Sunday, May 31, 2015

Why do you have so much stuff?

This is an excellent question, and one I'm planning to ask myself often for the next few months.

Like many cool people, including Erica and my mom, I recently read The Life-Changing Magic of Tidying Up: The Japanese Art of Decluttering and Organizing.


(Personally I feel like that title could be a little tidier. It's quite the mouthful. But I suppose since it was translated from Japanese, we'll give the publisher a pass. Plus the publisher—imprint, actually, if you want to get technical—is Ten Speed Press, and I have a soft spot for them because they're based in Berkeley.)

Anyway, this is a wonderful book that's all about creating the life that you really want by getting rid of all the things you don't really love. In theory, I am all about living a simpler life. I love tiny houses; I'm trying out car-less-ness; I like minimalism. But . . . that's all been pretty theoretical up to now.

Even as I've been dreaming my tiny house dreams and testing out my car-lite life, I've still been accumulating more and more stuff. Not in a crazy pack-rat kind of way. Just in a normal, consumerist American way. I feel like in our modern society, you have to fight pretty hard to stop the influx of things into your life. You have to learn to say no and keep saying no. And because I have the space right now and a place of my own, I haven't been saying no.

Eventually all of this "stuff" starts to wear on you. There's just so much of it. Who even knows what it all is? And by then the thought of moving or trying to organize becomes so daunting it's not even worth the effort. Might as well just shove it a little farther back into the closet and worry about it another day.

That's what I was doing. Until I read this book.

The author, Marie Kondo, makes some bold claims at the beginning of the book.

1. You'll only have to do this once and then you'll never rebound.
2. You can learn to be tidy, even if you never have been before.
3. The process of tidying up will improve every aspect of your existence from your work life to your weight loss goals.
4. By the time you are done, you will own only the things that make you truly happy and you won't feel compelled to constantly buy more.

Armed with these dreams and my own inherent optimism, I attacked my closet. The KonMari method, as it's called, goes through all of your belongings in categories. You have to physically touch each thing and figure out if it brings you joy. In all, the process is supposed to take about six months.

And you start with your clothes.

So that's what I did. I went through my whole little house, gathered my clothes from everywhere: the scarves I kept in my dining room table drawers, the sandals I'd forgotten were on a back shelf of my closet, the robe I normally hang in the bathroom, even the gloves I had stashed in the saddle bag of my bike. I hunted it all down and dumped it on the floor of my bedroom. It was quite the pile. I had no idea I owned all that. I would've taken a picture of it, but honestly, it was a bit embarrassing. There was just so much.

By then I was sneezing up a storm. Spring allergies plus dust bunnies do not equal a happy nose. But I wasn't about to give up. I knew what I wanted, and I was determined to win the day.

So I started in. I went through each clothing subcategory: tops, bottoms, dresses, coats, underthings, bags, scarves and accessories, and of course shoes.

It was tough at first; I'll admit. There was so much that I didn't love that I was worried I'd have nothing left to wear when I got done. But as I progressed through each category, it became more and more like a game. I was honestly surprised by how much I decided to part with. Many items were simply past their point of usefulness or had some small thing wrong with them that made me less inclined to wear them.

Entries supplied:
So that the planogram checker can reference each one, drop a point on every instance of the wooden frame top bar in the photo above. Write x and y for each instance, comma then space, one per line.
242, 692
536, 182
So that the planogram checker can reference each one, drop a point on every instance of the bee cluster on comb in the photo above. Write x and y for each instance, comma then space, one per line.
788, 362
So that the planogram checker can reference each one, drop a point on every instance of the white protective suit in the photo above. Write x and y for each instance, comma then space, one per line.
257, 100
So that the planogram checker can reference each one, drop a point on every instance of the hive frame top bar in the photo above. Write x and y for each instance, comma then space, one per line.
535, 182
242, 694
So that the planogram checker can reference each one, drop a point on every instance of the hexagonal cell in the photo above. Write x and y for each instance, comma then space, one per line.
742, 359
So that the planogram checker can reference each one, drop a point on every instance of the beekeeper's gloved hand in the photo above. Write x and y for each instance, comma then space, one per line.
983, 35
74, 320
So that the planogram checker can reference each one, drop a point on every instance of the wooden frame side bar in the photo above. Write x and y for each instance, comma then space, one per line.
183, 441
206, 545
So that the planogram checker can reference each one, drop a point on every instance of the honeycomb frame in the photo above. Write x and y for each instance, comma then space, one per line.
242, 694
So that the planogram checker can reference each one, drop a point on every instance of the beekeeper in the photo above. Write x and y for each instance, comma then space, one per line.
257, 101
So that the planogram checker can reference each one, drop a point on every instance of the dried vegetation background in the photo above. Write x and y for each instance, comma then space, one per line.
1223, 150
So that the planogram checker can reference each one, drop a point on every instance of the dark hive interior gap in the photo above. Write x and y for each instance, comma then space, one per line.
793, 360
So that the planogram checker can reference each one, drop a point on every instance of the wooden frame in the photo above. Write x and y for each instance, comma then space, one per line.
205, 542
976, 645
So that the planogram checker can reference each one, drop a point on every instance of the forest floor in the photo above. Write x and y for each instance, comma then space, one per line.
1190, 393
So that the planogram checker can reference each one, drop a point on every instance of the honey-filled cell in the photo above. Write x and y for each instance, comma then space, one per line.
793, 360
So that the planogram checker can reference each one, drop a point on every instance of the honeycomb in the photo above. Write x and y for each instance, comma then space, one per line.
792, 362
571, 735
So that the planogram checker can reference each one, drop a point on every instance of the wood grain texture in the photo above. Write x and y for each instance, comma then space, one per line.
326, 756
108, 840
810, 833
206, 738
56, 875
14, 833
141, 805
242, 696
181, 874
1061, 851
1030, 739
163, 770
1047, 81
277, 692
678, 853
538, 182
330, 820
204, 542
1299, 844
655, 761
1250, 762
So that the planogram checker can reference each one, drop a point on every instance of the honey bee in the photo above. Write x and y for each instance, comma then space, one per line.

Set exercise 1:
Retype the decluttering post between "So I started" and "to wear them.", inclusive.
Set exercise 2:
According to the decluttering post, about how long is the KonMari process supposed to take?

Correct output 1:
So I started in. I went through each clothing subcategory: tops, bottoms, dresses, coats, underthings, bags, scarves and accessories, and of course shoes.

It was tough at first; I'll admit. There was so much that I didn't love that I was worried I'd have nothing left to wear when I got done. But as I progressed through each category, it became more and more like a game. I was honestly surprised by how much I decided to part with. Many items were simply past their point of usefulness or had some small thing wrong with them that made me less inclined to wear them.

Correct output 2:
About six months.